## Written instruction:
Revise the data below so that each occurrence of "photograph" becomes "image", and keep everything else unchanged.
-- start Information supplied --
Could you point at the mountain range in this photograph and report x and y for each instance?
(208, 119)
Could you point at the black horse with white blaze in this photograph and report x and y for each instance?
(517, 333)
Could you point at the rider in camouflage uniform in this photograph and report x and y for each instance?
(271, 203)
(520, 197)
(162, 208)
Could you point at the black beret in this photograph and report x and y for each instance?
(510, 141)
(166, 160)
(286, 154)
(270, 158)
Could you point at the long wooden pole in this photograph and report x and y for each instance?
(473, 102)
-- end Information supplied --
## Problem solution:
Could you point at the mountain range in this image and report x and y for each instance?
(208, 119)
Could you point at the black horse with white blaze in this image and report x and y for each instance?
(517, 333)
Could you point at the rider in camouflage uniform in this image and report x and y for each instance?
(271, 203)
(520, 197)
(162, 208)
Could you point at the black beret in this image and report x and y for each instance?
(510, 141)
(166, 160)
(286, 154)
(270, 158)
Could you point at the long wooden pole in this image and report x and y for each instance?
(473, 102)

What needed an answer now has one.